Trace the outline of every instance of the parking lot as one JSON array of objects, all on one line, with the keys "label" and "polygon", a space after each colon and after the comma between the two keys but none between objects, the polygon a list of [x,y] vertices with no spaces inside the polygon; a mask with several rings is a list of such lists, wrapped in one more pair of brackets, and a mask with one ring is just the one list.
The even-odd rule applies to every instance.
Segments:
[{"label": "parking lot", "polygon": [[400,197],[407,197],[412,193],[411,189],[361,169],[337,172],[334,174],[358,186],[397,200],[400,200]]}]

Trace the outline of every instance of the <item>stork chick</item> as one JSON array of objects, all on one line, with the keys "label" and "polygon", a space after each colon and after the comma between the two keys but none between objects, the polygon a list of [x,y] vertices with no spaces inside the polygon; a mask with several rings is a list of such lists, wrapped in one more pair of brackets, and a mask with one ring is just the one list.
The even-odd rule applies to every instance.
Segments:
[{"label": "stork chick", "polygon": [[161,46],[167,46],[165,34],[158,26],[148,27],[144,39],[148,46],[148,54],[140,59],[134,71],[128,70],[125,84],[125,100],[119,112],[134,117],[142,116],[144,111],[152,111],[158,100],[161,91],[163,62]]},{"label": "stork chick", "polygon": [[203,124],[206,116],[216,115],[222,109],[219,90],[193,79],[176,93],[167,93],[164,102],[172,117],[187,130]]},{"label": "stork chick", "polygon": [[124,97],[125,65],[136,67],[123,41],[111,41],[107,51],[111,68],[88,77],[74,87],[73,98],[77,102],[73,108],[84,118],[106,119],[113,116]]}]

--

WORK INSTRUCTIONS>
Copy out every line above that contains the word "parking".

RESPONSE>
Trace the outline of every instance of the parking lot as one JSON array of objects, all on one line, with the keys "label" and "polygon", a space after each colon and after the comma between the two keys but none between objects, the polygon a list of [x,y] vertices with no spaces inside the polygon; a mask with several rings is a list of such lists, wrapped in one more pair of brackets, and a mask with one ring is just the one list.
[{"label": "parking lot", "polygon": [[400,197],[407,197],[412,193],[411,189],[361,169],[337,172],[334,174],[358,186],[397,200],[400,200]]}]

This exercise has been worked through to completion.